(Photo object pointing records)
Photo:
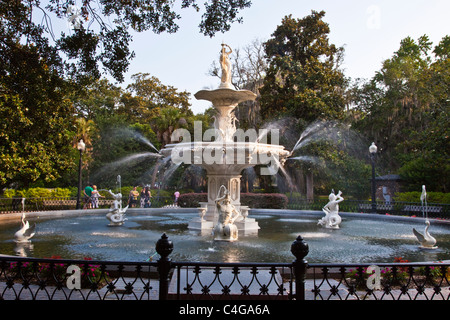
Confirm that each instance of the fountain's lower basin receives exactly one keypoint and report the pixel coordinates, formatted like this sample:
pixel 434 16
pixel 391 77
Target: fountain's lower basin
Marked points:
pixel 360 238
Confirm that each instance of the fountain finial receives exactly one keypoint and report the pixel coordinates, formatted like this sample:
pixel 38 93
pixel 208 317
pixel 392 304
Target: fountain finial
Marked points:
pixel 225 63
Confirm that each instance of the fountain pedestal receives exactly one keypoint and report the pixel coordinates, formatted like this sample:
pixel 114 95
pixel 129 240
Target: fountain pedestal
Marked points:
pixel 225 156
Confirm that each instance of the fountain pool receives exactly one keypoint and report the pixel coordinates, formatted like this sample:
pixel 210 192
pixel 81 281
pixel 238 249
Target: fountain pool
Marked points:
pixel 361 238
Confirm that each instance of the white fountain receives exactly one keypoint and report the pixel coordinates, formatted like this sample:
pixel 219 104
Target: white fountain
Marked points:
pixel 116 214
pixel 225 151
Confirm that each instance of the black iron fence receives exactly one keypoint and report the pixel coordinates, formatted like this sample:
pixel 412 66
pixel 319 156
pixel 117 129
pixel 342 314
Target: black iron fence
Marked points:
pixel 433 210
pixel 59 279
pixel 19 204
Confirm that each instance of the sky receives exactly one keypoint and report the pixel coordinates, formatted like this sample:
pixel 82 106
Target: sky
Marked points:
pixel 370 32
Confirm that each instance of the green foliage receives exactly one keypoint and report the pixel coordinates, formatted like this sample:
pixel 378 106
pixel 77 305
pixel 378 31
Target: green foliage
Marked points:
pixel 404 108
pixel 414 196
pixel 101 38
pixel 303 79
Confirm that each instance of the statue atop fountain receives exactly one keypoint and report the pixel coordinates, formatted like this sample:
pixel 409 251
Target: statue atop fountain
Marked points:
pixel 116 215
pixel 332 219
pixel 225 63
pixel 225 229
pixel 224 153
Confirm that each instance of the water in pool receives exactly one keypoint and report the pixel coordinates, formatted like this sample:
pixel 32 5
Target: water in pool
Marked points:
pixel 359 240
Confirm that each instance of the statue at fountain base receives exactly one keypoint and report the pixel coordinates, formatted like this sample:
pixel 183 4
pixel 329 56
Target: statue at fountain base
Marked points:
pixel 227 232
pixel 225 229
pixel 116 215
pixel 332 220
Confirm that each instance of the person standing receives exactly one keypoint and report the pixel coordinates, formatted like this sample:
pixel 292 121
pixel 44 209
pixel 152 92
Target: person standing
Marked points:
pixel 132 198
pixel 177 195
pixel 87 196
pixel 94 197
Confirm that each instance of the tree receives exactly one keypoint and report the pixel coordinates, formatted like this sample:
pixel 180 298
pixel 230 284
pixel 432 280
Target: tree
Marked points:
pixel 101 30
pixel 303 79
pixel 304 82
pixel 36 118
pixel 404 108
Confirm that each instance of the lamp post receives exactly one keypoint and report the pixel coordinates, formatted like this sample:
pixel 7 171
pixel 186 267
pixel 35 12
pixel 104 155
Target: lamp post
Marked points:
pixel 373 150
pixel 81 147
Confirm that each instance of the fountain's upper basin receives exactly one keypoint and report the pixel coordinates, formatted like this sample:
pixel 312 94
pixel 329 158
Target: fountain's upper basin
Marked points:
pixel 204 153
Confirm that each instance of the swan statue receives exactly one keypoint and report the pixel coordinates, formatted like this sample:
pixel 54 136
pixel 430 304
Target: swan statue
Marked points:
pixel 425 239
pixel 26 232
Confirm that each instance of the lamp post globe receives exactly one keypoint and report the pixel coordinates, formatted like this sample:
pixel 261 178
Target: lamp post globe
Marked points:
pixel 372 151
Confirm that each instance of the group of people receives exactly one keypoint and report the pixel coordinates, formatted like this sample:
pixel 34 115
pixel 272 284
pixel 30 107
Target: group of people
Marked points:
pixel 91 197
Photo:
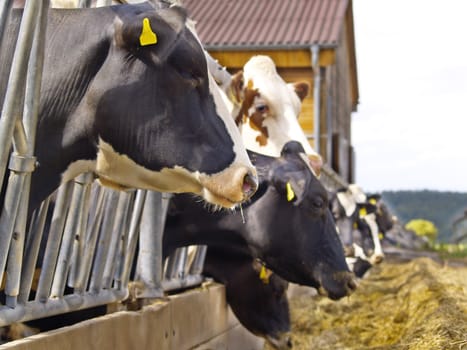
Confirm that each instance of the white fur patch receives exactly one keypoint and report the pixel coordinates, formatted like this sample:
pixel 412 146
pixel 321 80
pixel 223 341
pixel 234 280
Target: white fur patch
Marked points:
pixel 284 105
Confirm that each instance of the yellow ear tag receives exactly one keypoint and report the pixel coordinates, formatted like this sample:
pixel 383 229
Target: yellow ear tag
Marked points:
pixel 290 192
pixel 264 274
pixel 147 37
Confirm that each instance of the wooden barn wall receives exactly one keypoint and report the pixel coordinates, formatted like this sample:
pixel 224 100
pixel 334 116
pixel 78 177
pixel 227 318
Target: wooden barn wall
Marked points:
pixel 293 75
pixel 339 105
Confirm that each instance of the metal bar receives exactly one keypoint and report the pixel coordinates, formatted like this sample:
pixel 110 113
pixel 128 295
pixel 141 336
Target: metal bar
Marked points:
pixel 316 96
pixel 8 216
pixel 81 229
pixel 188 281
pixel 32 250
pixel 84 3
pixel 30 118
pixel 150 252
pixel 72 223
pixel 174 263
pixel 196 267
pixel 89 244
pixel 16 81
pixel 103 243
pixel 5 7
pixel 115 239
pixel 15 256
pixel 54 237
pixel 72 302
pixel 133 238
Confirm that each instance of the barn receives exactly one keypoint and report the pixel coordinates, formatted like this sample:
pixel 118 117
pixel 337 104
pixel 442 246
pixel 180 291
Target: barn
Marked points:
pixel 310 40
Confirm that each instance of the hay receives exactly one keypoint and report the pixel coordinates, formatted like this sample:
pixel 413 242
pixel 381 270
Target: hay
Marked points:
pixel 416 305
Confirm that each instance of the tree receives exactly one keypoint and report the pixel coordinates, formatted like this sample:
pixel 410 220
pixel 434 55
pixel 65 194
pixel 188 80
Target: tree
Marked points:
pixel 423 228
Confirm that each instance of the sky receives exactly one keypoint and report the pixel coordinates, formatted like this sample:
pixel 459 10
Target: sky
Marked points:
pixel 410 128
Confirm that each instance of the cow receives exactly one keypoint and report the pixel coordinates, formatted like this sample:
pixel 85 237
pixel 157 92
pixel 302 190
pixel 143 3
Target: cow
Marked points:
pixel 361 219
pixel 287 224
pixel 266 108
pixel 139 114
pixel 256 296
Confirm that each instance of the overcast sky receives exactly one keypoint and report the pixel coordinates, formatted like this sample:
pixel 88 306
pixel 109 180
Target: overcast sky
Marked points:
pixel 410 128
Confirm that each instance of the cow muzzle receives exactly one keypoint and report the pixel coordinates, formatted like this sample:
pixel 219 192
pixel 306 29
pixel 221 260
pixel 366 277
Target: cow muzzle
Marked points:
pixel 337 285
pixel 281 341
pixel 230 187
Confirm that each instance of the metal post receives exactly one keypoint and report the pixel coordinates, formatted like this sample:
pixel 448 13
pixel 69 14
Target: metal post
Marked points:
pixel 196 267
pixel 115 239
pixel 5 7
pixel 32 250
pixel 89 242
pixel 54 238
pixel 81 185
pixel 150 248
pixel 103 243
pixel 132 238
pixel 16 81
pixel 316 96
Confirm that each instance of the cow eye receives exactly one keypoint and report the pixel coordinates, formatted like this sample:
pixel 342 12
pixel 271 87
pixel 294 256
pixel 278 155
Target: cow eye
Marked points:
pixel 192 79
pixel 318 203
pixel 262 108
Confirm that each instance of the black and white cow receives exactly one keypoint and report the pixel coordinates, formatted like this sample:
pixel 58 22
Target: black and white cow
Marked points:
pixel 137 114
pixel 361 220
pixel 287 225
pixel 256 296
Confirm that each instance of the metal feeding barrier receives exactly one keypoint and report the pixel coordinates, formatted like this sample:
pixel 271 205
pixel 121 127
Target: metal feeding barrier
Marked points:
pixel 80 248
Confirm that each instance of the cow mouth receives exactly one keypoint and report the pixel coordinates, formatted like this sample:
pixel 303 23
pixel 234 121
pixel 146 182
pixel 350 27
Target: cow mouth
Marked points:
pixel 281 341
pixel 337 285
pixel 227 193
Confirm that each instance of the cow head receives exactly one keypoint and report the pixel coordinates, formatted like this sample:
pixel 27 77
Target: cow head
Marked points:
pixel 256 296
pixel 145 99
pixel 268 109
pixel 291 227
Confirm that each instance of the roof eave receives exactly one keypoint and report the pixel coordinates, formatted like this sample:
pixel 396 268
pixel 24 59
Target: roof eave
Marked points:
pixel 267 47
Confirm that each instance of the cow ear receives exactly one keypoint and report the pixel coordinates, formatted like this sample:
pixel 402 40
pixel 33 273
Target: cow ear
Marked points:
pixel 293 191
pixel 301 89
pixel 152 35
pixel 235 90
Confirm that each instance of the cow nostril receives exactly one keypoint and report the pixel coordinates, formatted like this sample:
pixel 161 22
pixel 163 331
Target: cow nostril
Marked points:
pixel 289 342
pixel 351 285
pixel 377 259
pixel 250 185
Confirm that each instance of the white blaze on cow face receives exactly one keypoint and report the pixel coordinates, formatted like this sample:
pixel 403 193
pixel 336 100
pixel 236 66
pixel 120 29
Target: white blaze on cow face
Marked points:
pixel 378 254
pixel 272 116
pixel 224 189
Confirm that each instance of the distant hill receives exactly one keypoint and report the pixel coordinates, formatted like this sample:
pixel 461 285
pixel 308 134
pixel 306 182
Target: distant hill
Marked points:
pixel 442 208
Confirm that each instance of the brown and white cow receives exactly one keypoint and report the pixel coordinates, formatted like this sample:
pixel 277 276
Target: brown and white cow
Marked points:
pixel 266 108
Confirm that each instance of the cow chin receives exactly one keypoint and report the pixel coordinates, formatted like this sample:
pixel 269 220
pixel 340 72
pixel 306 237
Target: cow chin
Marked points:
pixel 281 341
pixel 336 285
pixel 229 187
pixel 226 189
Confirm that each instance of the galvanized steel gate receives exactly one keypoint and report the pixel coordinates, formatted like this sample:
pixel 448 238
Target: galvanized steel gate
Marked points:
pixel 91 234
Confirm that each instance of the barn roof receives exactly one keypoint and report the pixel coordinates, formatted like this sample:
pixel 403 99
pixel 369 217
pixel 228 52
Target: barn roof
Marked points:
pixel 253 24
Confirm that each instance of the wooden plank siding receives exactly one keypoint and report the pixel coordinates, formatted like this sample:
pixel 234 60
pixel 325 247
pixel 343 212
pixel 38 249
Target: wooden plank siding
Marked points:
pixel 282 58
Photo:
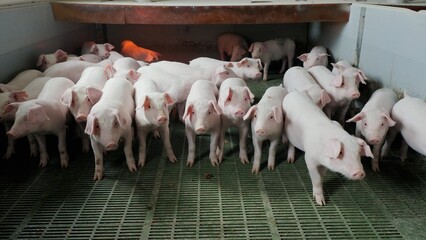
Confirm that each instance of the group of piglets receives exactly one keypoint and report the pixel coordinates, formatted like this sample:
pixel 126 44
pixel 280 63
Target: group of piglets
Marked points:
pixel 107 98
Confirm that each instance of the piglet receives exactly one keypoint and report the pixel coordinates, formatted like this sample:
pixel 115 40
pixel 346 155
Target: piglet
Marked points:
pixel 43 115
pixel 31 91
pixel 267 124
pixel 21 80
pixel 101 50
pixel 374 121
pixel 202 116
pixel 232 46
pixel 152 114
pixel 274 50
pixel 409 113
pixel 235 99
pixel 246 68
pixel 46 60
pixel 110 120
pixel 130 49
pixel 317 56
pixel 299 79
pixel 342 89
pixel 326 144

» **EXERCISE DESCRIPTION**:
Return, word for word, the lines of the records starting at the line that contains "Confirm that each instance of the metal feeding" and ending at the line that contains "pixel 80 248", with both of those lines included.

» **OUTPUT**:
Confirm that each instance of the metal feeding barrier receives exactly one keypoint and report the pixel coordinates, formatted like this sample:
pixel 271 205
pixel 121 127
Target: metal feeding barrier
Marked points:
pixel 80 248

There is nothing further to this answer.